§ What you are asked to do
Repeat the data in full. No line may differ from the original.

____ Available data

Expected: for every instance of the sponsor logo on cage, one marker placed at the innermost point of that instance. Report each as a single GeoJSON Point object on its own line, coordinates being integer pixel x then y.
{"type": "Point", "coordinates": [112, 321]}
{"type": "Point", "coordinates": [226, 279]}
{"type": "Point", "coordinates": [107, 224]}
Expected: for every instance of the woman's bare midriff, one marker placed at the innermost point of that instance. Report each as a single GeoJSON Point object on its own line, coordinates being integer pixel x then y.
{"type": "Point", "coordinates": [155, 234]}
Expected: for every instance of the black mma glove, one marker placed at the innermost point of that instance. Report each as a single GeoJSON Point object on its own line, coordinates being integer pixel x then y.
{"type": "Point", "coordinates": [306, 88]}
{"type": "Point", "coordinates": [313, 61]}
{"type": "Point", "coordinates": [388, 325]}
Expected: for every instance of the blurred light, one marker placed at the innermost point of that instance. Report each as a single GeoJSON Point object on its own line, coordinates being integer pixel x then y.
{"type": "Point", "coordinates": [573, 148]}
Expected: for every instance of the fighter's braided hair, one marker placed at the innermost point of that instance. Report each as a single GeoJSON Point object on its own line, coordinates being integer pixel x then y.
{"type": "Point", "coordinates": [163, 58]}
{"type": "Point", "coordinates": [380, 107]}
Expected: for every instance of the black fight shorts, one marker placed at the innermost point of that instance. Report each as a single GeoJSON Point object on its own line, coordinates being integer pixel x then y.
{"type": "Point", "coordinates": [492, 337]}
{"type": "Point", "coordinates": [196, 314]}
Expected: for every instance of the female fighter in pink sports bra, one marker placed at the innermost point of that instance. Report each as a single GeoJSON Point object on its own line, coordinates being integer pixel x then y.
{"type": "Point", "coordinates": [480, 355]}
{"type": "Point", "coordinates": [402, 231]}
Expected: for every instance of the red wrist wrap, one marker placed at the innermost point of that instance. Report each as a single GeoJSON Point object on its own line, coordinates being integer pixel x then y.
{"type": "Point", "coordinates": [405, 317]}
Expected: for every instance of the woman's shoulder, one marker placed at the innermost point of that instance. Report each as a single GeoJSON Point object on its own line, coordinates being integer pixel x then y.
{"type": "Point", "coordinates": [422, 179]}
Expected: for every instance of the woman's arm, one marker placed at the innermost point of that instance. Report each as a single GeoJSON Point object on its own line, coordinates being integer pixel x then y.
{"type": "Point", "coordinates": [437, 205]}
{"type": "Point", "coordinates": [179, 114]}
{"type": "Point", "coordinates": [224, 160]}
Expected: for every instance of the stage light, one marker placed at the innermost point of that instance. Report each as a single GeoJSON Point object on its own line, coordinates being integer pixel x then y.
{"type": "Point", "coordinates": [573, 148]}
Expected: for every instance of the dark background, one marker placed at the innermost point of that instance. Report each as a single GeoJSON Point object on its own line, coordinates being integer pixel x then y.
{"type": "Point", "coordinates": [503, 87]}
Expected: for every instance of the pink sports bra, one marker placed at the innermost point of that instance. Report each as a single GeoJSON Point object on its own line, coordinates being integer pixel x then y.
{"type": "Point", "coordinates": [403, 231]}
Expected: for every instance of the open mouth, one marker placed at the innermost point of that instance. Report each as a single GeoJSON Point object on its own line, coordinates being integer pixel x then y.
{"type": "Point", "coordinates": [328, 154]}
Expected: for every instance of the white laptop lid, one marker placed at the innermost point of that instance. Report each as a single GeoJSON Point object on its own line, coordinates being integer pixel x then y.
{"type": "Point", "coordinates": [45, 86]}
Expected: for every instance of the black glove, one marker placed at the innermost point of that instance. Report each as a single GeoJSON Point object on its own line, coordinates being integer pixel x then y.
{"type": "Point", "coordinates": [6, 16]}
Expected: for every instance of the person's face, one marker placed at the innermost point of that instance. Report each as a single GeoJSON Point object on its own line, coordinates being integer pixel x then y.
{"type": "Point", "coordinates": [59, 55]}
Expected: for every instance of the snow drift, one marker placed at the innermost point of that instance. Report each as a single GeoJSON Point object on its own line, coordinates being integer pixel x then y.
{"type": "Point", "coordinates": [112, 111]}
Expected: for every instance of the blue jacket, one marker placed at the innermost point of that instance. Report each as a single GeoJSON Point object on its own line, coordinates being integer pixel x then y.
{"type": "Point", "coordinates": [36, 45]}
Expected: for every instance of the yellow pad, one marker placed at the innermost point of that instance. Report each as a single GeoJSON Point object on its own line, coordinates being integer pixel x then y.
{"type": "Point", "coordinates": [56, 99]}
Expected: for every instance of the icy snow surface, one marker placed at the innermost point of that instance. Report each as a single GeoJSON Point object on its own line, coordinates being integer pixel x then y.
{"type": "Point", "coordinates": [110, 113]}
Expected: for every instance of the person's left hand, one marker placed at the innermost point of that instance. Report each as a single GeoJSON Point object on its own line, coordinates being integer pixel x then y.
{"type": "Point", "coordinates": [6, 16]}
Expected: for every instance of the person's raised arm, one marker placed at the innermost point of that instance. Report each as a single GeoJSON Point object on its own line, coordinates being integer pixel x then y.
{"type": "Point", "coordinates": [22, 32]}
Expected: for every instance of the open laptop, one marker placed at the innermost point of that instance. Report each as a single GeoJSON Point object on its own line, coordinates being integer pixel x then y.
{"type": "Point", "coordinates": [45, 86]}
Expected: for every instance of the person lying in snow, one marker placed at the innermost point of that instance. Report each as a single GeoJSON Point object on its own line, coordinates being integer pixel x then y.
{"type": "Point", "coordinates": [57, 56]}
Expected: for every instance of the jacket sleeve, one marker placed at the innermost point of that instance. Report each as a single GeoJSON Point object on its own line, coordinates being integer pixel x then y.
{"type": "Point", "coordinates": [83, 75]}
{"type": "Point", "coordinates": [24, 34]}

________

§ Output of the exercise
Expected: for every instance of the sponsor logo on cage, one marker placed at the innermost point of that instance. Report each as a single GeoJSON Point object on its own line, coordinates being integer pixel x then y.
{"type": "Point", "coordinates": [112, 321]}
{"type": "Point", "coordinates": [226, 279]}
{"type": "Point", "coordinates": [107, 224]}
Expected: for every instance of the woman's bare midriff, one marker placed at the innermost point of that instance. Report each as a single GeoJSON Point object on its own line, coordinates being integer pixel x then y.
{"type": "Point", "coordinates": [155, 234]}
Expected: for every instance of the black mma glove, one marker placed at the innermost point of that instance. Report each as a single GeoJSON Point object on its own line, coordinates being integer pixel x then y.
{"type": "Point", "coordinates": [306, 88]}
{"type": "Point", "coordinates": [313, 61]}
{"type": "Point", "coordinates": [388, 325]}
Expected: for every instance of the blurred light, one marker placed at the innermost point of that instance. Report each as a single GeoJSON Point object on its own line, coordinates being integer pixel x then y.
{"type": "Point", "coordinates": [573, 148]}
Expected: for every instance of the fighter's braided hair, one marker placed at the innermost point of that instance. Report each as a single GeoJSON Point object on its own line, coordinates being integer pixel x then y.
{"type": "Point", "coordinates": [163, 58]}
{"type": "Point", "coordinates": [380, 107]}
Expected: for every instance of the black fight shorts, one marker placed at the innermost point of that instance. Report each as a single GeoJSON Point object on its own line, coordinates being integer pixel x then y.
{"type": "Point", "coordinates": [492, 337]}
{"type": "Point", "coordinates": [196, 314]}
Expected: for every instance of the female fighter in pink sports bra, one marker placed at the innermost point of that instance. Report each as a single GeoJSON Point object on its own line, coordinates being integer pixel x then y.
{"type": "Point", "coordinates": [480, 355]}
{"type": "Point", "coordinates": [402, 231]}
Expected: for every instance of the red wrist wrap, one marker placed at the innermost point of that instance. Report each as a single GeoJSON Point object on its own line, coordinates being integer pixel x then y.
{"type": "Point", "coordinates": [405, 317]}
Expected: for every instance of the woman's shoulder, one marker placed at the innermost point of that instance. Report each as a single GeoJSON Point object on its own line, coordinates being integer pixel x then y.
{"type": "Point", "coordinates": [422, 179]}
Expected: for every instance of the woman's arm, one marker placed at the innermost point of that instance. Report each as a single GeoJSON Point object on its own line, coordinates being integer pixel x then y.
{"type": "Point", "coordinates": [437, 205]}
{"type": "Point", "coordinates": [179, 114]}
{"type": "Point", "coordinates": [224, 160]}
Expected: for every instance of the stage light, one marker placed at the innermost point of that instance. Report each as a single GeoJSON Point object on its own line, coordinates being integer pixel x then y.
{"type": "Point", "coordinates": [573, 148]}
Expected: for every instance of the dark background, one marker placed at the innermost point of that instance. Report each as a single GeoJSON Point object on its own line, coordinates being integer pixel x then y.
{"type": "Point", "coordinates": [503, 87]}
Expected: for every instance of the pink sports bra, one marker placed at the innermost point of that instance. Report each as a single GeoJSON Point object on its own line, coordinates being integer pixel x then y.
{"type": "Point", "coordinates": [403, 231]}
Expected: for every instance of the open mouth, one marker placed at the innermost point of that instance. Report each as a single GeoJSON Point object on its own line, coordinates being integer pixel x then y.
{"type": "Point", "coordinates": [328, 154]}
Expected: for every instance of the white laptop lid, one marker placed at the innermost point of that instance. Report each as a single GeoJSON Point object on its own line, coordinates being integer pixel x then y.
{"type": "Point", "coordinates": [45, 86]}
Expected: for every instance of the black glove, one marker placed at the innermost point of that instance. Report each as a single GeoJSON Point object on its own line, coordinates being integer pixel x then y.
{"type": "Point", "coordinates": [6, 16]}
Expected: for every instance of the person's face, one marker placed at the innermost point of that instance. Report each as a single GeoJSON Point object on its own line, coordinates being integer pixel x then y.
{"type": "Point", "coordinates": [59, 55]}
Expected: for every instance of the snow drift, one marker placed at the innermost point of that instance. Report each as a single GeoJSON Point object on its own line, coordinates being integer pixel x then y.
{"type": "Point", "coordinates": [112, 111]}
Expected: for every instance of the blue jacket, one marker placed at the innermost point of that instance. Report each as a single GeoJSON Point object on its own line, coordinates being integer pixel x then y.
{"type": "Point", "coordinates": [36, 45]}
Expected: for every instance of the yellow pad, one marker placed at the innermost point of that instance. Report each as a single GeoJSON Point object on its own line, coordinates being integer pixel x then y.
{"type": "Point", "coordinates": [56, 99]}
Expected: for every instance of the icy snow surface, one marker placed at the innermost point of that instance. Report each as a single GeoJSON Point object on its own line, coordinates being integer pixel x then y.
{"type": "Point", "coordinates": [110, 113]}
Expected: for every instance of the person's left hand, one marker placed at the innermost point of that instance. Report each as a single GeoJSON Point object on its own line, coordinates being integer pixel x then y.
{"type": "Point", "coordinates": [6, 16]}
Expected: for every instance of the person's raised arm, one marker placed at the innermost point of that instance. Report each as a single GeoJSON Point object on its own line, coordinates being integer pixel x then y.
{"type": "Point", "coordinates": [22, 32]}
Expected: for every instance of the open laptop, one marker placed at the innermost point of that instance. Report each as a single GeoJSON Point object on its own line, coordinates being integer pixel x then y.
{"type": "Point", "coordinates": [45, 86]}
Expected: for every instance of the person lying in snow, one marker placed at the innermost point of that instance. Report each as a single GeoJSON Point object on its own line, coordinates being integer pixel x then y.
{"type": "Point", "coordinates": [57, 56]}
Expected: for every instance of the jacket sleeve, one marker placed at the innermost point of that instance. Report each as a single GeoJSON Point object on its own line, coordinates being integer pixel x then y.
{"type": "Point", "coordinates": [83, 75]}
{"type": "Point", "coordinates": [24, 34]}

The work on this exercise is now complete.